What this task involves
Print the material below line for line with no changes, leaving out the pictures.

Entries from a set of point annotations
________________
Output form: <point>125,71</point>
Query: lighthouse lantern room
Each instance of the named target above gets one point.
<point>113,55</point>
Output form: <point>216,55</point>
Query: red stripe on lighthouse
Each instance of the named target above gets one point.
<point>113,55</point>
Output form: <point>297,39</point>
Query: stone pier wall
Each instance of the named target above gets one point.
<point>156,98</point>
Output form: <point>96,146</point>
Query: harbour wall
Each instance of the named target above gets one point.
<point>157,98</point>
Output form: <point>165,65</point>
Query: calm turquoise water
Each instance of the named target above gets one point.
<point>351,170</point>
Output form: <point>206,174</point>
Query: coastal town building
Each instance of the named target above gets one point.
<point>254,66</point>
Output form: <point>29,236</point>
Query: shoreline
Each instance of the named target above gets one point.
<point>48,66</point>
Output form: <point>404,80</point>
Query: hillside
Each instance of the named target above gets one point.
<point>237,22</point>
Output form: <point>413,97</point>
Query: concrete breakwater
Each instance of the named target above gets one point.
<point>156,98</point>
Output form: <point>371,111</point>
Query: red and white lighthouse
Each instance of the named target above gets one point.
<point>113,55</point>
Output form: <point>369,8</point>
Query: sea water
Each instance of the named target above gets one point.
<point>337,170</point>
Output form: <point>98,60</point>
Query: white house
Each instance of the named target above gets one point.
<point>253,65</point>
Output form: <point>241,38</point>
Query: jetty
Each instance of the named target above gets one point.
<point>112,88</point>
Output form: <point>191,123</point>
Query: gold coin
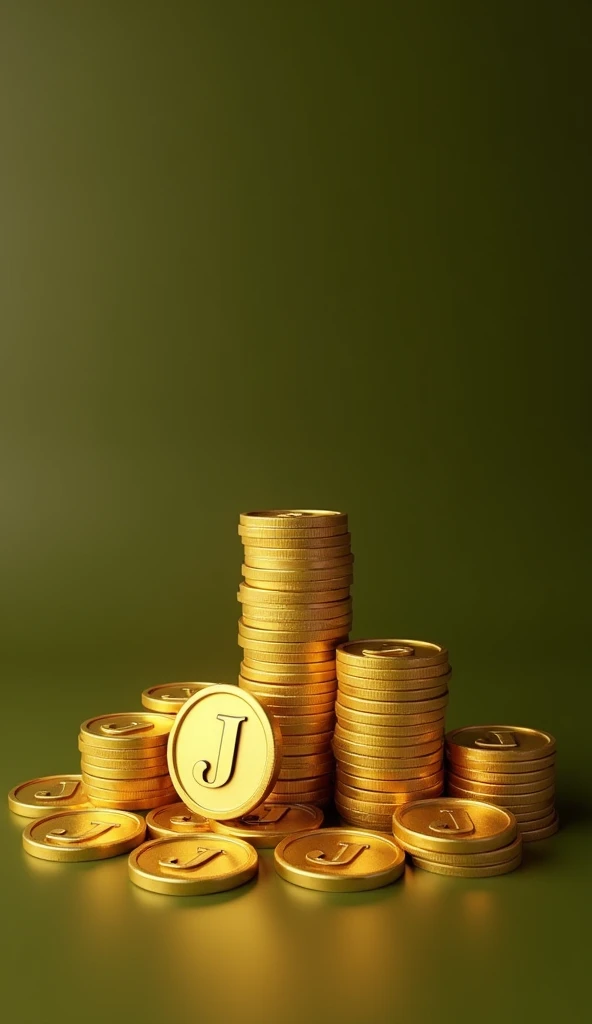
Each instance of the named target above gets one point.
<point>488,870</point>
<point>300,612</point>
<point>323,676</point>
<point>522,800</point>
<point>288,636</point>
<point>193,865</point>
<point>124,774</point>
<point>175,819</point>
<point>499,790</point>
<point>534,835</point>
<point>268,539</point>
<point>408,697</point>
<point>170,697</point>
<point>269,823</point>
<point>224,753</point>
<point>410,784</point>
<point>38,797</point>
<point>275,648</point>
<point>387,654</point>
<point>83,835</point>
<point>143,803</point>
<point>499,778</point>
<point>388,763</point>
<point>137,729</point>
<point>339,860</point>
<point>134,785</point>
<point>135,755</point>
<point>499,743</point>
<point>454,825</point>
<point>289,576</point>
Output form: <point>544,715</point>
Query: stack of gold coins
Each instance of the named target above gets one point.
<point>296,608</point>
<point>124,761</point>
<point>389,735</point>
<point>459,838</point>
<point>509,766</point>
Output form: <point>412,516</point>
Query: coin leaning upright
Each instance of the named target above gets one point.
<point>224,752</point>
________________
Response to this task
Output form: <point>125,71</point>
Query: lighthouse lantern room
Each instance of the named target above gets one point.
<point>113,55</point>
Output form: <point>216,55</point>
Query: red stripe on lighthouse
Each instance of the named target above gets one point.
<point>113,55</point>
Output form: <point>297,39</point>
Query: stone pier wall
Each instance of the named target above gets one point.
<point>156,98</point>
Output form: <point>96,146</point>
Query: harbour wall
Each instance of the named target above gets one point.
<point>157,98</point>
Output form: <point>165,65</point>
Query: calm turquoise water
Each instance of the named target above gets one point.
<point>351,170</point>
Output form: <point>206,174</point>
Query: coastal town building
Each instance of the named target above gets one point.
<point>254,66</point>
Output form: <point>29,236</point>
Query: shoreline
Each instance of the named target above gets one point.
<point>48,66</point>
Output form: <point>404,80</point>
Query: hillside
Each instance of the named target above gets one point.
<point>237,22</point>
Output form: <point>413,97</point>
Query: concrete breakwater
Each instance of the named target above gets one point.
<point>156,98</point>
Output form: <point>371,111</point>
Query: red and white lighthouse
Each instance of the named target above gets one point.
<point>113,55</point>
Output form: <point>369,8</point>
Query: sea water
Each instance of the named target above gets one point.
<point>337,170</point>
Output form: <point>98,60</point>
Query: white house
Each instance of the named target above gets one point.
<point>253,65</point>
Output form: <point>241,38</point>
Query: jetty
Each instance of the named target above gets one point.
<point>112,88</point>
Output form: <point>191,123</point>
Query: gold coin
Each instance of the named target above gets one point.
<point>488,870</point>
<point>300,612</point>
<point>323,676</point>
<point>522,800</point>
<point>288,636</point>
<point>193,865</point>
<point>124,774</point>
<point>175,819</point>
<point>499,790</point>
<point>534,835</point>
<point>268,539</point>
<point>408,697</point>
<point>170,697</point>
<point>269,823</point>
<point>224,753</point>
<point>410,784</point>
<point>38,797</point>
<point>275,648</point>
<point>387,654</point>
<point>83,835</point>
<point>143,803</point>
<point>499,778</point>
<point>388,763</point>
<point>137,729</point>
<point>339,860</point>
<point>134,785</point>
<point>135,755</point>
<point>499,743</point>
<point>454,825</point>
<point>289,576</point>
Output form: <point>544,715</point>
Query: stack of gold coins
Each instance of the named target above gets one point.
<point>296,608</point>
<point>124,761</point>
<point>389,735</point>
<point>459,838</point>
<point>509,766</point>
Output form: <point>412,516</point>
Query: coin leaning upright
Each instance of the named target above gets one point.
<point>224,752</point>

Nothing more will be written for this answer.